■ SUPPLIED DATA:
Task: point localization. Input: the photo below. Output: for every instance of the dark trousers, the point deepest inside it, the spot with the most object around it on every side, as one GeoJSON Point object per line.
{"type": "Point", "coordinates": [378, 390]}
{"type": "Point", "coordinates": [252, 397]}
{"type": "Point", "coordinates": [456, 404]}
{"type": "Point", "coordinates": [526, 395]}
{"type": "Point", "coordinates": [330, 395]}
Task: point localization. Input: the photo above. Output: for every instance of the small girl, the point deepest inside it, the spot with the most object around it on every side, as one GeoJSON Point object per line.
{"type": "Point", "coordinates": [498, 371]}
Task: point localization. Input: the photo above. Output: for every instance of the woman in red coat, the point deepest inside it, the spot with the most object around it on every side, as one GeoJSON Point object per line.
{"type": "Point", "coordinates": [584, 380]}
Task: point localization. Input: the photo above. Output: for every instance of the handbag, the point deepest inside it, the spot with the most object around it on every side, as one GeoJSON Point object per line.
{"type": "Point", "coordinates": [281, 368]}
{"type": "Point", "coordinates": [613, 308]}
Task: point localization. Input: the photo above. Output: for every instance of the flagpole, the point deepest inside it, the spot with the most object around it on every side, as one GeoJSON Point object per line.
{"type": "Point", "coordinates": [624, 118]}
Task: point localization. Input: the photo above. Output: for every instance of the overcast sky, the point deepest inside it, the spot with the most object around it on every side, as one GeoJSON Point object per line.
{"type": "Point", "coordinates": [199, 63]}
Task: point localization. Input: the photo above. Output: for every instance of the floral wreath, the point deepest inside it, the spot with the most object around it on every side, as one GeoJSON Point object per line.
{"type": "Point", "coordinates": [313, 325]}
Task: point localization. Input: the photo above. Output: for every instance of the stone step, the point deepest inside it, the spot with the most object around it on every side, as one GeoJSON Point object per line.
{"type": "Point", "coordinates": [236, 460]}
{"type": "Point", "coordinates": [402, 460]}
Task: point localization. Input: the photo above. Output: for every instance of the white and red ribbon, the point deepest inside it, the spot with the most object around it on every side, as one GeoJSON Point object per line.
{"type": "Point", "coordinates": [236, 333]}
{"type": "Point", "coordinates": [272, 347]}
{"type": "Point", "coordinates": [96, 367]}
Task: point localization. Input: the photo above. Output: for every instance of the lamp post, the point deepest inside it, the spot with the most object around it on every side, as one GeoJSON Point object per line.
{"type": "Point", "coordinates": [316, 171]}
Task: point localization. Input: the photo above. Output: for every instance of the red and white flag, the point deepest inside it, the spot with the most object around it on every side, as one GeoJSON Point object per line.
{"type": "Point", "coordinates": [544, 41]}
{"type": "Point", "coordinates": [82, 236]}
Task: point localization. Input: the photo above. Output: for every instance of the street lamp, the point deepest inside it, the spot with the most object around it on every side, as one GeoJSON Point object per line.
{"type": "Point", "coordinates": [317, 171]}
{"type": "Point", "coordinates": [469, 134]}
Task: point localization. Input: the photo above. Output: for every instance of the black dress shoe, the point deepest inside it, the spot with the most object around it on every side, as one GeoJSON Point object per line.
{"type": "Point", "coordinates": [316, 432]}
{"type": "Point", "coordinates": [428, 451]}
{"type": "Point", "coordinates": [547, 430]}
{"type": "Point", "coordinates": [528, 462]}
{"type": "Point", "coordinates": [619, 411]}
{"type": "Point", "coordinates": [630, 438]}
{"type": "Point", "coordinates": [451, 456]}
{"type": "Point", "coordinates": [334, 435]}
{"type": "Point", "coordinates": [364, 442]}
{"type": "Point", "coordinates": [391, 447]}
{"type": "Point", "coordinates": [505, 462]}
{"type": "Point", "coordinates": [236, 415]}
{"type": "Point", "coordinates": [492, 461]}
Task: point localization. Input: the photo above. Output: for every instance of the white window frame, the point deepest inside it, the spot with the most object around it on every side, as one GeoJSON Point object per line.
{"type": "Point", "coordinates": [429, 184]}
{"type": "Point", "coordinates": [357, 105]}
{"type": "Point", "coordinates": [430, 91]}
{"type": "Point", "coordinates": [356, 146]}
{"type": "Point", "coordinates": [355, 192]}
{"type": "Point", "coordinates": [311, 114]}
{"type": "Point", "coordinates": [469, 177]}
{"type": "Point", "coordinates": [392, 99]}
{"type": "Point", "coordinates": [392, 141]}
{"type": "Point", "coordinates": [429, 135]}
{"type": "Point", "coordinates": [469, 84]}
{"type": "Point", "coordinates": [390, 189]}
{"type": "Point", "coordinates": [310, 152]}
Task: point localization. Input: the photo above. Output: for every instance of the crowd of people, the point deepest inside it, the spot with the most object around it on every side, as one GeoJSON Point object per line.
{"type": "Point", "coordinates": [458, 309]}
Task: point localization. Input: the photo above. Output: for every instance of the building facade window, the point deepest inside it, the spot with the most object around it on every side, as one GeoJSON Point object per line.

■ EXERCISE DETAILS: Write every line of the material above again, exactly.

■ IN RESPONSE:
Task: point localization. Input: the photo below. Output: for every instance of the dark trousers, the point deepest inside it, the spot with the most object around it on every side, as one GeoJSON Point object per line.
{"type": "Point", "coordinates": [378, 390]}
{"type": "Point", "coordinates": [252, 397]}
{"type": "Point", "coordinates": [456, 404]}
{"type": "Point", "coordinates": [526, 395]}
{"type": "Point", "coordinates": [330, 395]}
Task: point localization. Input: the photo above. Output: for every instance of the small girl, the point deepest inside it, the spot with the most object around it on every side, as one GeoJSON Point object per line.
{"type": "Point", "coordinates": [498, 371]}
Task: point localization. Input: the photo above. Output: for every instance of the woman in red coat, the point deepest inside it, the spot with the most object around it on every side, as one GeoJSON Point object per line.
{"type": "Point", "coordinates": [584, 380]}
Task: point localization. Input: the photo above. Output: for every instance of the handbag, the point deepest inside it, the spot with the most object around it on every side, as one GeoJSON Point object per line.
{"type": "Point", "coordinates": [281, 368]}
{"type": "Point", "coordinates": [613, 308]}
Task: point localization. Input: the photo above. Output: for every instance of the flagpole, the point deepest inside it, the spot with the most object around it on every side, as one GeoJSON Point object per line.
{"type": "Point", "coordinates": [624, 118]}
Task: point localization. Input: the photo above. Output: for every instance of the overcast sky, the point deepest inside it, the spot with the most object around it on every side, as one GeoJSON Point object per line.
{"type": "Point", "coordinates": [199, 63]}
Task: point localization. Input: the photo above. Output: for every instance of the floral wreath, the point deepest inside it, the spot with the most object around it on every side, as one GeoJSON Point object per line.
{"type": "Point", "coordinates": [313, 325]}
Task: point localization. Input: the photo above. Output: for every instance of the stone step, the point deepest inside it, the spot with the most object around it on every side, as one GeoJSON Point object per line.
{"type": "Point", "coordinates": [236, 460]}
{"type": "Point", "coordinates": [402, 460]}
Task: point localization. Input: the photo above. Output: for every instance of the white and red ribbon, the point deepest inside it, the spot with the most object around it on every side, as one GeoJSON Point object per line.
{"type": "Point", "coordinates": [236, 333]}
{"type": "Point", "coordinates": [272, 347]}
{"type": "Point", "coordinates": [96, 367]}
Task: point localization. Input: the photo above. Output: for every instance of the lamp post, the point deepest inside it, the spot with the most object around it on every side, as one GeoJSON Point object per line.
{"type": "Point", "coordinates": [316, 171]}
Task: point localization. Input: the photo above. Output: for every instance of the red and white flag, the point deepest inside it, the spot with the most object around it on every side, as one GeoJSON Point object per line.
{"type": "Point", "coordinates": [544, 41]}
{"type": "Point", "coordinates": [82, 236]}
Task: point localization. Input: the photo above. Output: for every instance of the street lamp, the point deepest inside it, the spot with the most object around it on every side, as one GeoJSON Point object per line.
{"type": "Point", "coordinates": [317, 171]}
{"type": "Point", "coordinates": [469, 134]}
Task: point localization. Input: the photo above. Output: for every instance of the black dress shoe, the point deepest inside it, the spot with the most object around it on every side, as one GeoJSON Point object per line.
{"type": "Point", "coordinates": [316, 432]}
{"type": "Point", "coordinates": [428, 451]}
{"type": "Point", "coordinates": [547, 430]}
{"type": "Point", "coordinates": [528, 462]}
{"type": "Point", "coordinates": [619, 411]}
{"type": "Point", "coordinates": [630, 438]}
{"type": "Point", "coordinates": [451, 456]}
{"type": "Point", "coordinates": [334, 435]}
{"type": "Point", "coordinates": [364, 442]}
{"type": "Point", "coordinates": [391, 447]}
{"type": "Point", "coordinates": [505, 462]}
{"type": "Point", "coordinates": [236, 415]}
{"type": "Point", "coordinates": [492, 461]}
Task: point localization. Input: the photo above. Output: for every instance of the white window frame, the point deepest inside it, the spot with the most object around it on every side, as one GeoJSON Point object per line.
{"type": "Point", "coordinates": [429, 184]}
{"type": "Point", "coordinates": [357, 105]}
{"type": "Point", "coordinates": [430, 91]}
{"type": "Point", "coordinates": [356, 146]}
{"type": "Point", "coordinates": [355, 192]}
{"type": "Point", "coordinates": [311, 114]}
{"type": "Point", "coordinates": [469, 177]}
{"type": "Point", "coordinates": [392, 99]}
{"type": "Point", "coordinates": [392, 141]}
{"type": "Point", "coordinates": [429, 135]}
{"type": "Point", "coordinates": [469, 84]}
{"type": "Point", "coordinates": [390, 189]}
{"type": "Point", "coordinates": [310, 152]}
Task: point localization. Input: the photo above. Output: for every instance of the crowd of people, the point deepest inside it, the spot with the most object around it on every side, as one GeoJSON Point object per line.
{"type": "Point", "coordinates": [458, 309]}
Task: point localization. Input: the photo above. Output: for every instance of the building facade window, the point deepest inside it, the spot with the most object around it on every side, as one GeoJSON Point object per line.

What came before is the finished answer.